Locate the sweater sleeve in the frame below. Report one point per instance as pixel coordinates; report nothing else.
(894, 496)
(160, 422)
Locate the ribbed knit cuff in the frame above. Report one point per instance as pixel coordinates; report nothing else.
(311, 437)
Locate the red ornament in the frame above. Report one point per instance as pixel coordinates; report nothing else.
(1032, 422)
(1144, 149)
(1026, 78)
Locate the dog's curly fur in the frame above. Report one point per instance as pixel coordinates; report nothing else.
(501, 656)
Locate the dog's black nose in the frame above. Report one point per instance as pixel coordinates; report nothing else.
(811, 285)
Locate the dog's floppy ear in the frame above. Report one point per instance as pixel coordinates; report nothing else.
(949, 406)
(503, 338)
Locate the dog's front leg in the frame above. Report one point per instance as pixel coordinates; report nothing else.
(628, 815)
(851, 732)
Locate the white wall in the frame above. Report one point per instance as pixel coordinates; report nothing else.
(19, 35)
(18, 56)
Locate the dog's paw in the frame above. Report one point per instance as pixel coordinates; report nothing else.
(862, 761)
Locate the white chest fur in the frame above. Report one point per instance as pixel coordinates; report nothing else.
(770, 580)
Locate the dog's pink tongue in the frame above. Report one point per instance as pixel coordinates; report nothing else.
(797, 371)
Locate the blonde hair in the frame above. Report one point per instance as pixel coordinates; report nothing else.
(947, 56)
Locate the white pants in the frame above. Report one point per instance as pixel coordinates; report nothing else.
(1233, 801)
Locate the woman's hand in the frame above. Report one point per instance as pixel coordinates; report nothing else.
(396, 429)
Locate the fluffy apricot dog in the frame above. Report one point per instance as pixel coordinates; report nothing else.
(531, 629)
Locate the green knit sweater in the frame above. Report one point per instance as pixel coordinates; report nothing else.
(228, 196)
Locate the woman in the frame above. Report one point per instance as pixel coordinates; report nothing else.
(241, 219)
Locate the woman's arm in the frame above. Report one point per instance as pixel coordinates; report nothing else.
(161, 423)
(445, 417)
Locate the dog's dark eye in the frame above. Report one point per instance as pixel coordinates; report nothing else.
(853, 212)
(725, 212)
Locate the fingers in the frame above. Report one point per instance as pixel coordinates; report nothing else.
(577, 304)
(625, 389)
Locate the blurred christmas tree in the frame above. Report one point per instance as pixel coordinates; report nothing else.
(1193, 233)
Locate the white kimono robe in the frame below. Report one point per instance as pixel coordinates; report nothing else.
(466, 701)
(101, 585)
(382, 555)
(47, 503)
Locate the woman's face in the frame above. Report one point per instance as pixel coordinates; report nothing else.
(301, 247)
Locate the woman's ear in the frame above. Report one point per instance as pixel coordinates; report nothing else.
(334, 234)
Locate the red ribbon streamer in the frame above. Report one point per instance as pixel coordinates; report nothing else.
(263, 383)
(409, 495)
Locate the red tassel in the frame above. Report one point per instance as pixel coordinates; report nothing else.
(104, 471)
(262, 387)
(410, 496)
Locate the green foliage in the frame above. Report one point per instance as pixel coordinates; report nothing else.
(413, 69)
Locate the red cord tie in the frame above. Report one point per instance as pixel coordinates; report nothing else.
========
▶ AIM OF THE EXERCISE: Retype the records above in full, matching each line exactly.

▶ RESPONSE FOR THIS EXERCISE:
Locate the sweater sleeve in the frame below. Report one point per instance as pixel coordinates; report nothing else.
(894, 496)
(160, 422)
Locate the ribbed knit cuff in the frame above. Report one point per instance as pixel coordinates; report nothing else.
(311, 437)
Locate the red ornament in the frame above. Report one point per instance as pixel coordinates; report nothing else.
(1032, 422)
(1144, 149)
(1026, 78)
Locate the dog's curly fur in the frame above. Report one point per instance as pixel coordinates; report nothing else.
(501, 656)
Locate the dog's black nose in the frame above. Report one point per instance as pixel coordinates; report nothing else.
(811, 285)
Locate the dog's floppy ear in the frame above. Report one point per instance as pixel coordinates; report nothing else.
(949, 406)
(503, 338)
Locate the dog's front leg in the frame above. Report one point per instance as pixel coordinates; report nothing else.
(628, 815)
(851, 732)
Locate the white wall in the frame above. Report one point per instance as pixel coordinates; report nothing else.
(19, 35)
(18, 56)
Locate the dog's paw in the frame above. Report one point per instance as pixel coordinates; report nothing else.
(862, 761)
Locate the white chest fur in the frame above. Report one point per instance as pixel coordinates; report nothing else.
(770, 580)
Locate the dog's pink tongue in the frame above. Report one point per instance as pixel coordinates; report nothing else.
(797, 371)
Locate the blonde hair in the frame above. Report one point per instance as pixel coordinates; report nothing else.
(947, 56)
Locate the white pants in the frame above. Report one point per instance as pixel coordinates; report nothing else.
(1233, 801)
Locate the woman's hand in the frame above. Report one point per instance as pixel coordinates; report nothing else.
(396, 429)
Locate the fluffy apricot dog in the frame above. Report one point per instance as pixel coordinates; report nothing else.
(531, 629)
Locate the green knit sweater in the frame above. Report one point per instance as pixel coordinates; report nothing else.
(228, 196)
Locate the woman in the frame above. Report one point per instance as pixel coordinates; report nothing else.
(241, 219)
Locate the woman's arm in the frame above. Report one point per instance as pixel coordinates; report nothing else.
(161, 423)
(445, 417)
Locate the dog's dark eye in the frame above. Report one point per instance as pixel coordinates; report nothing else.
(853, 212)
(725, 212)
Locate the fingers in the frame above. Report one point per instance as pixel coordinates; report nothing else.
(577, 304)
(625, 389)
Locate the blurred christmas tree in the frame above. Report one point per instance as pixel coordinates; report nothing else.
(1193, 233)
Locate the white kimono robe in the frame below. Report one point per instance as pixel coordinates; report nothing else.
(466, 701)
(101, 585)
(382, 555)
(47, 503)
Locate the woman's face in the frame above. Report one point per instance as pixel coordinates; report nothing else.
(301, 247)
Locate the woman's ear in the frame above. Report one point per instance as pixel coordinates; report nothing else.
(334, 234)
Locate the red ribbon streamer in the frame above. Report one point per instance as pixel coordinates; report nothing else.
(263, 383)
(409, 495)
Locate the red tassel in the frame above. Report one point per instance as pixel coordinates; report nothing else.
(104, 471)
(262, 387)
(410, 496)
Locate the green foliage in the frame above. Report one point per instance as pixel coordinates; report nothing else.
(413, 69)
Locate the red cord tie in the frame above. Report one point per instance as pixel coordinates; report nothing else.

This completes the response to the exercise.